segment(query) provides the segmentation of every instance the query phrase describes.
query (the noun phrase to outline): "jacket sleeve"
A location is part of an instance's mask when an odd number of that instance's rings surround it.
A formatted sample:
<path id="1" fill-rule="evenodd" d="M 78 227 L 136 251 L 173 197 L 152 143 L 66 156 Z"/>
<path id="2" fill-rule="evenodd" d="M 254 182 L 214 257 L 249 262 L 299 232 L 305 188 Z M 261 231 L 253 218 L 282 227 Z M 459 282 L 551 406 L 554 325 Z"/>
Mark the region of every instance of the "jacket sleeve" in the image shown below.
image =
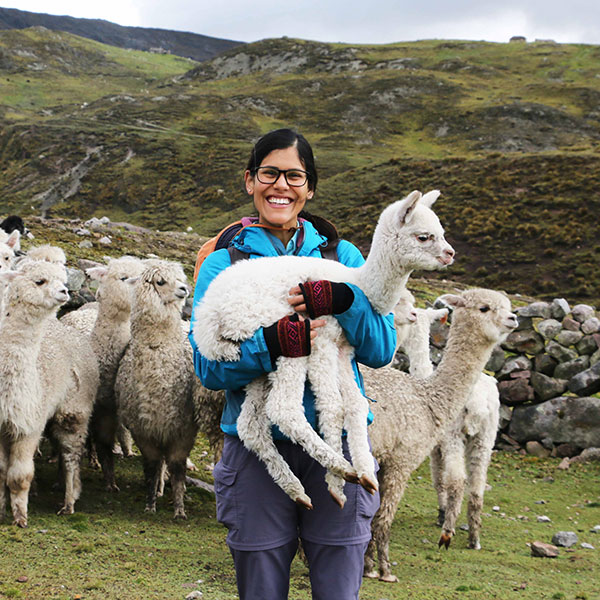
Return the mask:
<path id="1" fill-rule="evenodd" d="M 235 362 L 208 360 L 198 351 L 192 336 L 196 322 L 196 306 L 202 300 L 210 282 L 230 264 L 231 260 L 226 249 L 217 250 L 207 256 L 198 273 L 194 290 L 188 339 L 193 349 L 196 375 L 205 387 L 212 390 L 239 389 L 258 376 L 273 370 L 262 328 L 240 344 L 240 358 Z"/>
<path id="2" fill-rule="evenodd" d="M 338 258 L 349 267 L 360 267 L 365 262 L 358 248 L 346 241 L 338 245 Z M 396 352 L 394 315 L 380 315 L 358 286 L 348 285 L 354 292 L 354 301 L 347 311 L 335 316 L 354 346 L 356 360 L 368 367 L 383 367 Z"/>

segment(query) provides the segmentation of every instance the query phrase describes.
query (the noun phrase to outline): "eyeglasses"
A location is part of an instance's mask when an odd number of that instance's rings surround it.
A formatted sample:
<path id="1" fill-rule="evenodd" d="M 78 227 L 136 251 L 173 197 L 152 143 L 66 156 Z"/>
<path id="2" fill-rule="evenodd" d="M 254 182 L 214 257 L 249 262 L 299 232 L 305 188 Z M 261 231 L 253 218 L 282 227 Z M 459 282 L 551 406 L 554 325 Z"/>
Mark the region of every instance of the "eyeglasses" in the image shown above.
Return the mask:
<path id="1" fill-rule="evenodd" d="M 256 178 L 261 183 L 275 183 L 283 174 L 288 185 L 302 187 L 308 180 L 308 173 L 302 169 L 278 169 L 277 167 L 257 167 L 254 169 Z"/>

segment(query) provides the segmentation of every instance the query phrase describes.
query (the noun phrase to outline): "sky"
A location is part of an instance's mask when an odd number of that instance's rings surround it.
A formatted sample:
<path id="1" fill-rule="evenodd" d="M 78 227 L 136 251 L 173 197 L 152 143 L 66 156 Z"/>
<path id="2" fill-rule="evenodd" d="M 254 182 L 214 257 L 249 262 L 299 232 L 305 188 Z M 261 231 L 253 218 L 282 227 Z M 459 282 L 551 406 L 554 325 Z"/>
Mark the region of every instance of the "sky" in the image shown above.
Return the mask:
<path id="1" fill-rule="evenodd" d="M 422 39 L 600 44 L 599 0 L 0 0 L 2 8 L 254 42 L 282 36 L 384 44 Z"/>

----

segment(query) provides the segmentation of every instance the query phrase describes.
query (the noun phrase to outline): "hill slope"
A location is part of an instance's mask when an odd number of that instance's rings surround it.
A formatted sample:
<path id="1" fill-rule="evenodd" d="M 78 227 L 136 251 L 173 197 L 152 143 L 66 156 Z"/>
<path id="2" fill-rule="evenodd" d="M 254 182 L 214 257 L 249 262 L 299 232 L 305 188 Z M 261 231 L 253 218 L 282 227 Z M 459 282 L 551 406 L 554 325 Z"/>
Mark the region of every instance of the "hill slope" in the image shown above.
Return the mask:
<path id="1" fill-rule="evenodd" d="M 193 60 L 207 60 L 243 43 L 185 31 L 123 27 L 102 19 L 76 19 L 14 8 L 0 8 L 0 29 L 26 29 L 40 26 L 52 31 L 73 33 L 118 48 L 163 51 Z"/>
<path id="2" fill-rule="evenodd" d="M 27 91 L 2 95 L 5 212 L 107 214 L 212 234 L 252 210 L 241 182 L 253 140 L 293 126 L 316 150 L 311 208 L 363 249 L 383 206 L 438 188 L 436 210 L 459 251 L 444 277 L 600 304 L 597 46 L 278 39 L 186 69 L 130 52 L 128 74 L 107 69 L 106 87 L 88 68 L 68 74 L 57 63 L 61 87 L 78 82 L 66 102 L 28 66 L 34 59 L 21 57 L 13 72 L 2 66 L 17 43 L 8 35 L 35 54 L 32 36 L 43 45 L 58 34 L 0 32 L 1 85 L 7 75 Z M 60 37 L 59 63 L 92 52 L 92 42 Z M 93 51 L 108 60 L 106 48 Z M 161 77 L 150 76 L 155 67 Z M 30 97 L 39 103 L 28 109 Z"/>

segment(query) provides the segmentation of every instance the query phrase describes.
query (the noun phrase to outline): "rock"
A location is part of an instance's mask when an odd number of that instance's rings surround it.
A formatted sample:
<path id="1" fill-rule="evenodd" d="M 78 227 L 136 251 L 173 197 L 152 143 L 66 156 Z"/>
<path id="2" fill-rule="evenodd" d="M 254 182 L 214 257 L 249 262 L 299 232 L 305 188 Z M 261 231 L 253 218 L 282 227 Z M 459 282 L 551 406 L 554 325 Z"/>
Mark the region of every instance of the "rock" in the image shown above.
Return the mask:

----

(Exercise directions): Count the lines in the material that contain the string "above", matching case exactly. Reply with the number only.

(Written response): 4